STATED EXERCISE 1: Can you output the Cfour interface passage below word for word?

PAGE:
□ □ □
Through clever use of the ``cfour {...}`` block, one could run most any
Cfour computation through the P4C4 interface.  In contrast, enumerated
below are tested functionalities where results from Cfour are collected
into |PSIfour| data objects.

.. rubric:: Implemented

* Single-point :py:func:`~driver.energy` commands for :ref:`ground state
  methods <table:energy_cfour>`. Examples:
  :srcsample:`cfour/sp-rhf-ccsd_t_-ao-ecc`, :srcsample:`cfour/scf4`,
  :srcsample:`cfour/mints5`.

* Analytic :py:func:`~driver.gradient` and :py:func:`~driver.optimize`
  commands for :ref:`ground state methods <table:grad_cfour>`. Real and
  Ghost atoms permitted (though the latter will naturally collapse after
  several cycles). Examples: :srcsample:`cfour/opt-rhf-ccsd_t_`,
  :srcsample:`cfour/mp2-1`, and :srcsample:`cfour/mints5-grad`.

.. warning:: There exist molecules (*e.g.*, allene) where the
   inertial frame is not unique (planes along atoms or between
   atoms). The orientation reconciling machinery currently does not
   handle these cases and will fail with "Axis unreconcilable between
   QC programs". I will get to this soon.

* Finite difference of energy :py:func:`~driver.gradient` and
  :py:func:`~driver.optimize` for :ref:`methods <table:energy_cfour>`.
  Force with ``gradient('name', dertype=0)``, *etc.*.

* :py:func:`~driver_nbody._nbody_gufunc` for computation of interaction energies with or
  without counterpoise correction. Example: :srcsample:`cfour/dfmp2-1`.

* :py:func:`~wrapper_database.database` for computation of a collection of molecules in a
  single input, with summarization of results. Examples:
  :srcsample:`cfour/pywrap-db1` and :srcsample:`cfour/psi-a24-grad`.
□ □ □
DATA FOR THIS EXERCISE:
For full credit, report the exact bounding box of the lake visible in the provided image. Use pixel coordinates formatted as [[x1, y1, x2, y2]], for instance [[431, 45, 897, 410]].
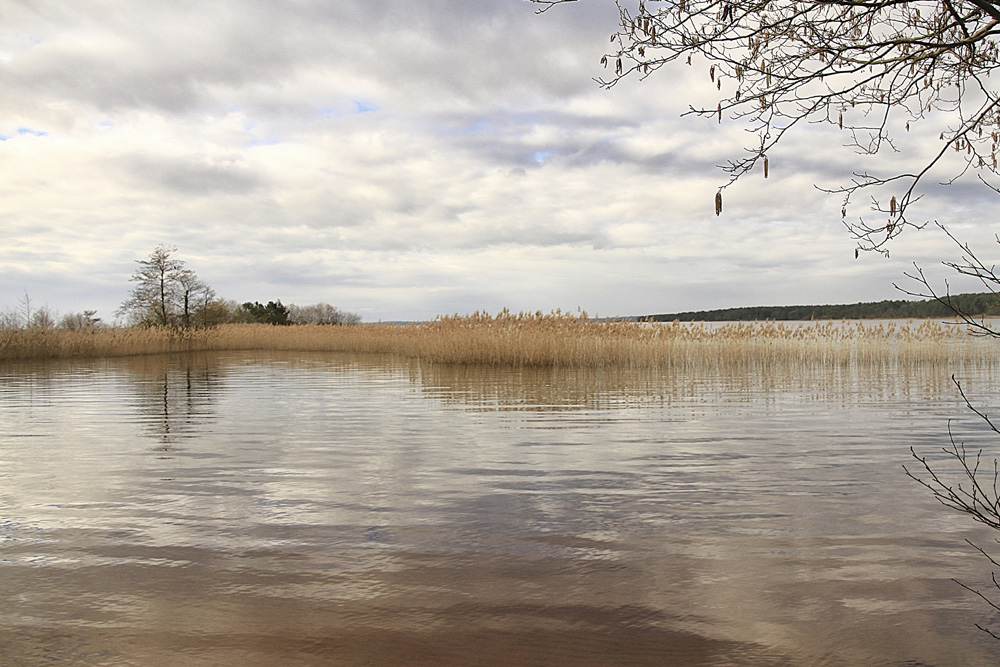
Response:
[[0, 353, 1000, 666]]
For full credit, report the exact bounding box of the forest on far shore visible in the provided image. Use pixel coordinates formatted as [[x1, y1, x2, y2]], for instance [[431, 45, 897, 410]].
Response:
[[640, 292, 1000, 322]]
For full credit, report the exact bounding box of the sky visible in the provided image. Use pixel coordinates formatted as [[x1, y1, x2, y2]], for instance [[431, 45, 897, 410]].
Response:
[[0, 0, 997, 322]]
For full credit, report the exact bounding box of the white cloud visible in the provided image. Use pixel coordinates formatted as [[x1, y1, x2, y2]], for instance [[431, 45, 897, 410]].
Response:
[[0, 0, 992, 319]]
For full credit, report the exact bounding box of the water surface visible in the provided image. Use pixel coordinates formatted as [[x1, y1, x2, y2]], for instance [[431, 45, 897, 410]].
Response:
[[0, 354, 1000, 665]]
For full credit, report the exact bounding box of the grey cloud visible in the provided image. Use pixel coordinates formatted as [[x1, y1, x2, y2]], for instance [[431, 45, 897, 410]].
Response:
[[117, 154, 264, 196]]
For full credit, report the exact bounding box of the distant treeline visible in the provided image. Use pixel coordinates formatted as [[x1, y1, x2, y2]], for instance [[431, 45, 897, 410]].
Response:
[[645, 293, 1000, 322]]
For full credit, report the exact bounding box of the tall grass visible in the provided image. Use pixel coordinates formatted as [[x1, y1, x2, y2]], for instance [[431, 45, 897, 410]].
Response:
[[0, 311, 1000, 370]]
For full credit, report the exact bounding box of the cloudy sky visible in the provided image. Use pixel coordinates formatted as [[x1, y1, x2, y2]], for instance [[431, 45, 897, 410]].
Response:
[[0, 0, 996, 321]]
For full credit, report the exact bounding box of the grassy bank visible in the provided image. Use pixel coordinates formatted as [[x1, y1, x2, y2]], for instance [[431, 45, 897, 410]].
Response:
[[0, 312, 1000, 367]]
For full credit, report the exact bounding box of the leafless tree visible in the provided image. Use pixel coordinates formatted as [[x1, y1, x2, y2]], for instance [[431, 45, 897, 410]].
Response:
[[118, 244, 214, 327], [903, 376, 1000, 639], [532, 0, 1000, 253]]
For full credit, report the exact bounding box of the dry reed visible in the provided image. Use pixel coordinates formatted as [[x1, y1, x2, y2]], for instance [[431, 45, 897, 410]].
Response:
[[0, 311, 1000, 369]]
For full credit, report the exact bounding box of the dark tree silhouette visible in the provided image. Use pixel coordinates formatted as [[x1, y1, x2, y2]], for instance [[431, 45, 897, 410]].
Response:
[[532, 0, 1000, 252]]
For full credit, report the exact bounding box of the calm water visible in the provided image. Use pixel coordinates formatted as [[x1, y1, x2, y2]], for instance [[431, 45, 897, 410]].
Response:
[[0, 354, 1000, 666]]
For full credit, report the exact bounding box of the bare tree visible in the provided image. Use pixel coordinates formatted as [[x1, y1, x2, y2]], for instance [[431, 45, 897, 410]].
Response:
[[903, 376, 1000, 639], [117, 244, 214, 327], [288, 302, 361, 324], [532, 0, 1000, 253], [59, 310, 101, 331]]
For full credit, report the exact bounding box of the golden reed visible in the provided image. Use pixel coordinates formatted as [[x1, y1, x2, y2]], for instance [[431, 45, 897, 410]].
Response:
[[0, 310, 1000, 368]]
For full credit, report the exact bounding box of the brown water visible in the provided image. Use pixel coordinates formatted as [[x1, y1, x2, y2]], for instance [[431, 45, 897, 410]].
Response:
[[0, 354, 1000, 666]]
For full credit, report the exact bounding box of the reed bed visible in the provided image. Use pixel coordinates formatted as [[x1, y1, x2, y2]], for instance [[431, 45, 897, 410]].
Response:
[[0, 311, 1000, 368]]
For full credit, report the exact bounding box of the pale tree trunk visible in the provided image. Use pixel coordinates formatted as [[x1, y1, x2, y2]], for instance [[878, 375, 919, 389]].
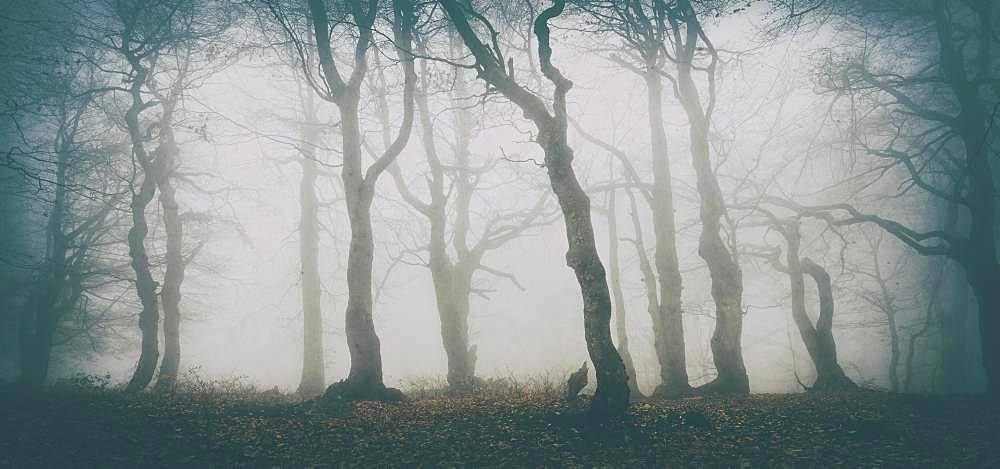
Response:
[[308, 0, 416, 400], [441, 0, 629, 419], [771, 218, 852, 391], [125, 61, 160, 392], [297, 89, 326, 398], [376, 46, 476, 393], [608, 188, 642, 399], [670, 6, 750, 395], [644, 67, 691, 398], [340, 97, 385, 394], [156, 131, 185, 391], [801, 257, 855, 390], [126, 173, 160, 392]]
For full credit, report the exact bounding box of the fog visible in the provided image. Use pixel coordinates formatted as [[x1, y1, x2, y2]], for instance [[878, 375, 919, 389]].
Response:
[[0, 1, 997, 402]]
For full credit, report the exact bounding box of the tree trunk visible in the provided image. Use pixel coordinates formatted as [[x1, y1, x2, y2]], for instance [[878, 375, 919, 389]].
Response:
[[644, 68, 691, 398], [156, 132, 185, 391], [941, 269, 973, 393], [297, 95, 326, 398], [339, 96, 385, 395], [933, 1, 1000, 400], [885, 300, 901, 392], [18, 143, 69, 389], [441, 0, 629, 420], [800, 257, 856, 390], [538, 130, 629, 416], [125, 172, 160, 392], [677, 41, 750, 395], [608, 185, 642, 399], [971, 268, 1000, 401]]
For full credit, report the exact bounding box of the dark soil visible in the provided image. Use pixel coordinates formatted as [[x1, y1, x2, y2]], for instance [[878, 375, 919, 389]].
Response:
[[0, 391, 1000, 467]]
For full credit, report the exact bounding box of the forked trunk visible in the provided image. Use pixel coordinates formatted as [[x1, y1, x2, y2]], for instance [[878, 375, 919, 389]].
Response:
[[608, 188, 642, 399], [125, 172, 160, 392], [297, 95, 326, 398]]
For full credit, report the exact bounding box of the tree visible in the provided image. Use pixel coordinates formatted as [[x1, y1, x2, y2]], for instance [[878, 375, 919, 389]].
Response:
[[665, 0, 750, 394], [297, 79, 326, 397], [581, 0, 691, 398], [382, 35, 552, 392], [440, 0, 629, 419], [267, 0, 417, 399], [757, 207, 855, 391], [776, 0, 1000, 397], [607, 172, 645, 399]]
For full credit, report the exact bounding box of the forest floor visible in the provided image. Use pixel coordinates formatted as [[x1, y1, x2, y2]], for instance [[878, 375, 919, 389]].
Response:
[[0, 378, 1000, 467]]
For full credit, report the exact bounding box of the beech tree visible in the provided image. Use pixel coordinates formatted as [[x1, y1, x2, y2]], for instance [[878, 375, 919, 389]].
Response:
[[772, 0, 1000, 397], [382, 35, 552, 392], [579, 0, 691, 398], [440, 0, 629, 418], [267, 0, 417, 399]]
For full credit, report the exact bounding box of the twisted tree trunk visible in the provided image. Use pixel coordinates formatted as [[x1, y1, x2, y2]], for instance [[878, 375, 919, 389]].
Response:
[[800, 257, 856, 390], [669, 6, 750, 394], [608, 188, 642, 399], [644, 67, 691, 398], [156, 132, 185, 391], [441, 0, 629, 419], [296, 96, 326, 398]]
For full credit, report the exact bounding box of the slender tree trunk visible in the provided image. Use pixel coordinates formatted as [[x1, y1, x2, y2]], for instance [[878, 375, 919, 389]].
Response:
[[297, 95, 326, 398], [677, 51, 750, 394], [538, 130, 629, 416], [625, 188, 663, 362], [644, 70, 691, 398], [156, 132, 185, 391], [933, 0, 1000, 400], [125, 168, 160, 392], [941, 269, 972, 393], [339, 96, 385, 394], [608, 185, 642, 399], [885, 304, 900, 392], [441, 0, 629, 419], [800, 257, 855, 390], [18, 148, 69, 389]]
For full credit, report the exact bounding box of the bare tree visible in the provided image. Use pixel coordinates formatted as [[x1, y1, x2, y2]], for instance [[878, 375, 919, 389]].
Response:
[[580, 0, 691, 398], [780, 0, 1000, 397], [440, 0, 629, 418], [266, 0, 417, 400], [382, 35, 552, 392]]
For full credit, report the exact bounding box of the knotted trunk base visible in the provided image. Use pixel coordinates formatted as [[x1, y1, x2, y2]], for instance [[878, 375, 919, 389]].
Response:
[[322, 380, 406, 402]]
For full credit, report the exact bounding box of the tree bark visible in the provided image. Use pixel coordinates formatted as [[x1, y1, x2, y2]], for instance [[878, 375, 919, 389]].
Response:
[[308, 0, 416, 400], [800, 257, 855, 390], [297, 89, 326, 398], [671, 1, 750, 395], [156, 132, 185, 391], [608, 185, 642, 399], [125, 62, 160, 392], [644, 67, 691, 398], [441, 0, 629, 419], [18, 143, 69, 390], [941, 269, 973, 393]]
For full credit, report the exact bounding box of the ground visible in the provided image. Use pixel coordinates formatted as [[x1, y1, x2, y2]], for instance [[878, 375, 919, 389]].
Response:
[[0, 378, 1000, 467]]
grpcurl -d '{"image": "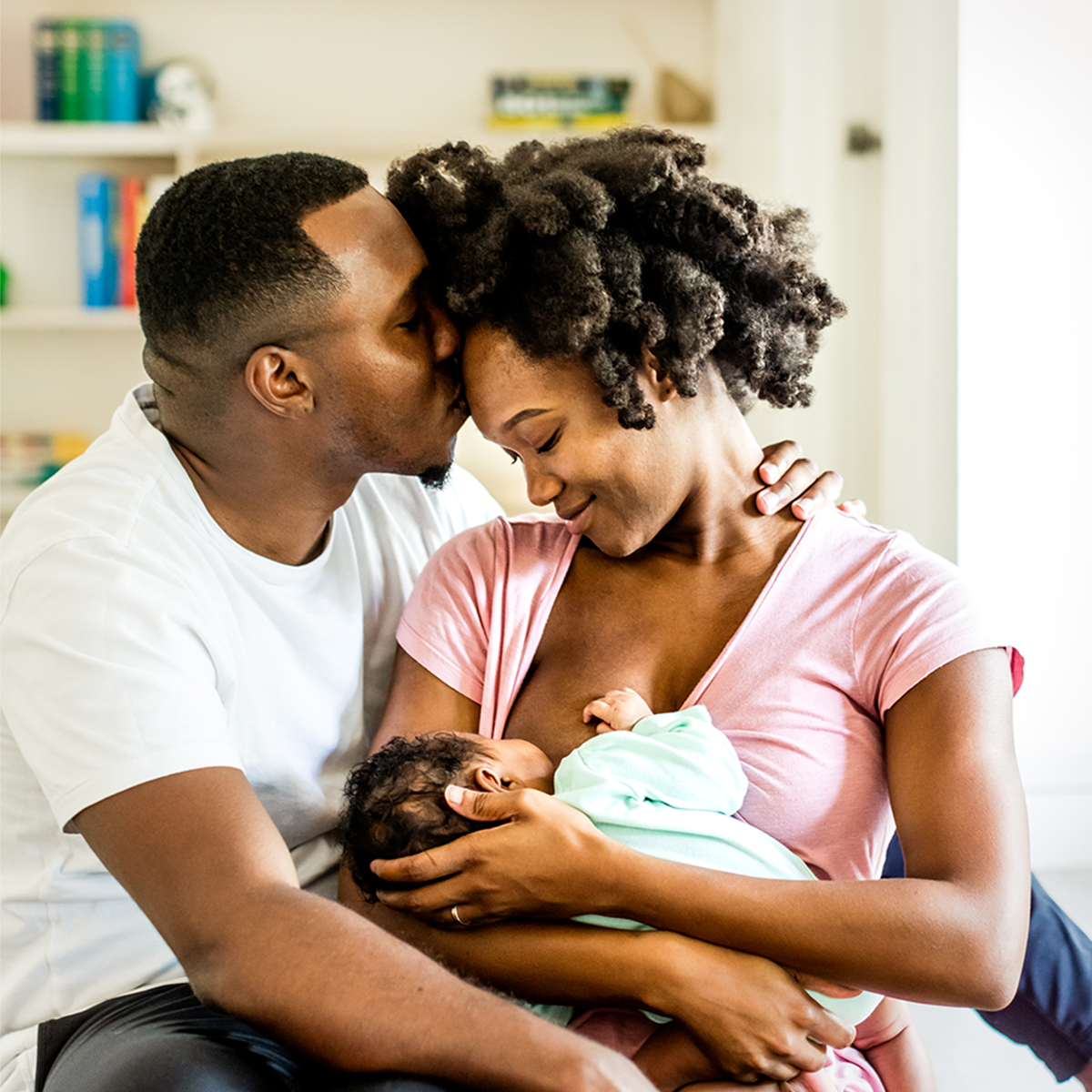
□ □ □
STATED EXERCISE 2: From the listing above, can you return verbatim only the lines starting at the one containing "For full credit, report the exact bounding box of the calm" and ending at the one containing "[[0, 310, 1000, 368]]", with both of those lines included?

EXERCISE ANSWER 1:
Through clever use of the ``cfour {...}`` block, one could run most any
Cfour computation through the P4C4 interface.  In contrast, enumerated
below are tested functionalities where results from Cfour are collected
into |PSIfour| data objects.

.. rubric:: Implemented

* Single-point :py:func:`~driver.energy` commands for :ref:`ground state
  methods <table:energy_cfour>`. Examples:
  :srcsample:`cfour/sp-rhf-ccsd_t_-ao-ecc`, :srcsample:`cfour/scf4`,
  :srcsample:`cfour/mints5`.

* Analytic :py:func:`~driver.gradient` and :py:func:`~driver.optimize`
  commands for :ref:`ground state methods <table:grad_cfour>`. Real and
  Ghost atoms permitted (though the latter will naturally collapse after
  several cycles). Examples: :srcsample:`cfour/opt-rhf-ccsd_t_`,
  :srcsample:`cfour/mp2-1`, and :srcsample:`cfour/mints5-grad`.

.. warning:: There exist molecules (*e.g.*, allene) where the
   inertial frame is not unique (planes along atoms or between
   atoms). The orientation reconciling machinery currently does not
   handle these cases and will fail with "Axis unreconcilable between
   QC programs". I will get to this soon.

* Finite difference of energy :py:func:`~driver.gradient` and
  :py:func:`~driver.optimize` for :ref:`methods <table:energy_cfour>`.
  Force with ``gradient('name', dertype=0)``, *etc.*.

* :py:func:`~driver_nbody._nbody_gufunc` for computation of interaction energies with or
  without counterpoise correction. Example: :srcsample:`cfour/dfmp2-1`.

* :py:func:`~wrapper_database.database` for computation of a collection of molecules in a
  single input, with summarization of results. Examples:
  :srcsample:`cfour/pywrap-db1` and :srcsample:`cfour/psi-a24-grad`.

EXERCISE ANSWER 2:
For full credit, report the exact bounding box of the calm water visible in the provided image. Use pixel coordinates formatted as [[x1, y1, x2, y2]], for instance [[431, 45, 897, 410]].
Response:
[[0, 354, 1000, 666]]
For full credit, report the exact bounding box of the bare tree visible in the provided image. Use pixel coordinates formatted as [[x1, y1, x2, y2]], for instance [[431, 45, 897, 410]].
Response:
[[903, 376, 1000, 639], [117, 244, 214, 327], [288, 302, 361, 324], [532, 0, 1000, 253], [59, 310, 101, 331]]
For full credit, report the exact bounding box of the golden reed visible in the provided image. Use pixel coordinates formatted as [[x1, y1, x2, y2]], for instance [[431, 45, 897, 410]].
Response:
[[0, 310, 1000, 368]]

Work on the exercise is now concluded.